Exercise requirements — Look for "below" in each line of the entries, and return the matching lines.

Input —
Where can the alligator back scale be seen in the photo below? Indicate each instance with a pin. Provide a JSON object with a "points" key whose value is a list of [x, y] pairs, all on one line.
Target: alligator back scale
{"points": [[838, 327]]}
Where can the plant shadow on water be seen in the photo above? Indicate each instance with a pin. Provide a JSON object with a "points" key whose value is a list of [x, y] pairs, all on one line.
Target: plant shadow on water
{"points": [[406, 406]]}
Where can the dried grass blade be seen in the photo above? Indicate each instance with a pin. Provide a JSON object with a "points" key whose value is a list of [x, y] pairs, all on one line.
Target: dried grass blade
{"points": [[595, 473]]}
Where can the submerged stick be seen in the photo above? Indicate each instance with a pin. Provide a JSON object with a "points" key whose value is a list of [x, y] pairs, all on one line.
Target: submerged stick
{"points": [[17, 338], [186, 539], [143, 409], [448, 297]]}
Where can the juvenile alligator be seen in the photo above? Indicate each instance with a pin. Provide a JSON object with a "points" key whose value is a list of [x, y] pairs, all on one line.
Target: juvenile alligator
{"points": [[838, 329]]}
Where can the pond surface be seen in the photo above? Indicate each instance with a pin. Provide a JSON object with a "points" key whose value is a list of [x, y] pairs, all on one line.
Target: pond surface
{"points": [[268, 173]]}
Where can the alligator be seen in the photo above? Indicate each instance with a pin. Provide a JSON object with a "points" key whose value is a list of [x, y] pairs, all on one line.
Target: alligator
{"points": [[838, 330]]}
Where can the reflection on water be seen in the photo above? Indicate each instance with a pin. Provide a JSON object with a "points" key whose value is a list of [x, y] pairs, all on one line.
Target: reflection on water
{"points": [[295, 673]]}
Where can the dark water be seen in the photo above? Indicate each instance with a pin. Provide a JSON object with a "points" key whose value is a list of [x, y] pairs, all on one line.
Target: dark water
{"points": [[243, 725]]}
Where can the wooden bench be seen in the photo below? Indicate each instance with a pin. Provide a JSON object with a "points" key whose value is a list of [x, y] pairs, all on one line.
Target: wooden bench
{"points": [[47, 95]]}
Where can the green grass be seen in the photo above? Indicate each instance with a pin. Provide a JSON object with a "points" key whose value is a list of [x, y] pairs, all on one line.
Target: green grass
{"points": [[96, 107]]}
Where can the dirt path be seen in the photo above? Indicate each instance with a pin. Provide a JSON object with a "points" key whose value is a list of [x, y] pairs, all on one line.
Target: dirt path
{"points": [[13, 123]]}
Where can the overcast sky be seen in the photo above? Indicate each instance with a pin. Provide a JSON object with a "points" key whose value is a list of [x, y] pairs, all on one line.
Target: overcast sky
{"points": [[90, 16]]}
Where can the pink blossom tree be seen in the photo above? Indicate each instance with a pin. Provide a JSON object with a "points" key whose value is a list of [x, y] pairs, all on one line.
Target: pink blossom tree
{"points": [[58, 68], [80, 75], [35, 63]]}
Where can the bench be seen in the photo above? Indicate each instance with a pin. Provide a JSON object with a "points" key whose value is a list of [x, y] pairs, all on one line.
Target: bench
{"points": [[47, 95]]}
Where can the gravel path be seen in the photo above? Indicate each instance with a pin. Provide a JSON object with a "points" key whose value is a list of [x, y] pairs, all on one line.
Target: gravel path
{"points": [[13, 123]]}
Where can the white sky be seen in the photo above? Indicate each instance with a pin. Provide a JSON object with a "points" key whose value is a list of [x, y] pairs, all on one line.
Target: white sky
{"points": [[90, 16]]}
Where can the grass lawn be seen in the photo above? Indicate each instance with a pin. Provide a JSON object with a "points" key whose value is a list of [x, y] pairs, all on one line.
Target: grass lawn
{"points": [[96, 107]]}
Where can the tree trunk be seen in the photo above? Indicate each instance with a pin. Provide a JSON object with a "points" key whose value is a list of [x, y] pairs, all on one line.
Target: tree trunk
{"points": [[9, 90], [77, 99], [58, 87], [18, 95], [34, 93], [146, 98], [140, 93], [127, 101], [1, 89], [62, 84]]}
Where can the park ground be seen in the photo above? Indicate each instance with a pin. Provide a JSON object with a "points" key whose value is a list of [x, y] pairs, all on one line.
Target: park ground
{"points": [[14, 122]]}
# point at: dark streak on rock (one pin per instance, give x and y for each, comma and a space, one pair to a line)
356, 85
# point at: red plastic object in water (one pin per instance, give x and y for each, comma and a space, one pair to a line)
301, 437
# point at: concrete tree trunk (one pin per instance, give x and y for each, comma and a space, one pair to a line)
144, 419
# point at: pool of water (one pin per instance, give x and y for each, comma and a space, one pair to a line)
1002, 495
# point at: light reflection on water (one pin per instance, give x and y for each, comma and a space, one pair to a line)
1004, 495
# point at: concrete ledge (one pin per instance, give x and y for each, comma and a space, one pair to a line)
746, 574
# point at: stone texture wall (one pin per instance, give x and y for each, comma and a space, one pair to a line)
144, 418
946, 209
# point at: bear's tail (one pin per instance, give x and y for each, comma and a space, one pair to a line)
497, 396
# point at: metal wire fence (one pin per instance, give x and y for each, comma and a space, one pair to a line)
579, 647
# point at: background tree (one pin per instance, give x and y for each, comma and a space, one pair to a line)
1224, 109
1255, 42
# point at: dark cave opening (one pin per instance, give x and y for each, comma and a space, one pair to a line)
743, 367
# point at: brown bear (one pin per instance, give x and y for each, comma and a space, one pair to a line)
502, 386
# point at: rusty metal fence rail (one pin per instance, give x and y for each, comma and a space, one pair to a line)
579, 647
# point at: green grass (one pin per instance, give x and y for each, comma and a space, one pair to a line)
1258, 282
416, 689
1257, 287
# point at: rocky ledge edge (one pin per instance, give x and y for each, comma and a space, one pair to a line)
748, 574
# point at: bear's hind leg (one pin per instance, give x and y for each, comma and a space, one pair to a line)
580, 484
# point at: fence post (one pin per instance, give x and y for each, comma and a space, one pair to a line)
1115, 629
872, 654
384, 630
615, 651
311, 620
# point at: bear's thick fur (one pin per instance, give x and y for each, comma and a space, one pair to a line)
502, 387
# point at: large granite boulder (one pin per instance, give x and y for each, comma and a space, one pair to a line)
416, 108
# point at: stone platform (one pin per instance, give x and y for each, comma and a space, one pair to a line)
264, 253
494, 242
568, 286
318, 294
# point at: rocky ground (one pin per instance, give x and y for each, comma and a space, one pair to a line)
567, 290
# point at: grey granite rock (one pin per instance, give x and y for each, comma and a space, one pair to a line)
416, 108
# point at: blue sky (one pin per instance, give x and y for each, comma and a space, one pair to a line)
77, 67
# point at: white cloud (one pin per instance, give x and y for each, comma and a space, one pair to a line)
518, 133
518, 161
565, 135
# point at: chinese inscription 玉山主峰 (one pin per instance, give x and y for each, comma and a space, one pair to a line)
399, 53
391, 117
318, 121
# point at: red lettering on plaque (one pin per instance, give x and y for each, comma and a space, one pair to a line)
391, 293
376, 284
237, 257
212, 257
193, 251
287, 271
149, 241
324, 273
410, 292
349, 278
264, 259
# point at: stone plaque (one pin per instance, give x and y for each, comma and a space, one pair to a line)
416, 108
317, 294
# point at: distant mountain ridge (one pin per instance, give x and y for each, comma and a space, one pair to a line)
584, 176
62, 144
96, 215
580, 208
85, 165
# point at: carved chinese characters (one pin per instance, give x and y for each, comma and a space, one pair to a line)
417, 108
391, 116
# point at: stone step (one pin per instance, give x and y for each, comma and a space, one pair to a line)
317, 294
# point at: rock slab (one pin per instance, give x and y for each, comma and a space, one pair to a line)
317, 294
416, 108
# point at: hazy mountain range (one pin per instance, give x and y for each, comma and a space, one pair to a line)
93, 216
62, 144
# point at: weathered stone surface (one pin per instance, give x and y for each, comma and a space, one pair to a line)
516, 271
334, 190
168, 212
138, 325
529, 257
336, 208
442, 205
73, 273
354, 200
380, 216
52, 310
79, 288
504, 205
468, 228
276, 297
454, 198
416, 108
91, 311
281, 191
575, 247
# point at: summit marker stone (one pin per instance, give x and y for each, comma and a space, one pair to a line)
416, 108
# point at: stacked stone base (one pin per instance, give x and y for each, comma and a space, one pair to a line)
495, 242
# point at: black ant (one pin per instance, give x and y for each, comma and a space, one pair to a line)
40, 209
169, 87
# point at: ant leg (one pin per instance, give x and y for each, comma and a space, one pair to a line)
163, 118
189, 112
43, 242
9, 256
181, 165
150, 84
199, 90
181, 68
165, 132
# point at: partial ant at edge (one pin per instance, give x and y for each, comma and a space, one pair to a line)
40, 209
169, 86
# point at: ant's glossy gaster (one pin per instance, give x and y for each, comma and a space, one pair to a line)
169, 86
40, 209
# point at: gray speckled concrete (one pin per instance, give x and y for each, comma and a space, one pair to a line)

Expected answer —
Where can the alligator back scale be seen in the photo below? Indicate each instance with a pin. Provide a JSON object with a "points" key whose value is a list of [x, y] pairs, all on one line.
Where can the wooden bench be seen in the photo below? Indicate each instance with a pin. Provide a JSON object with a "points" key whose value is a list of [x, y] pairs, all on one line.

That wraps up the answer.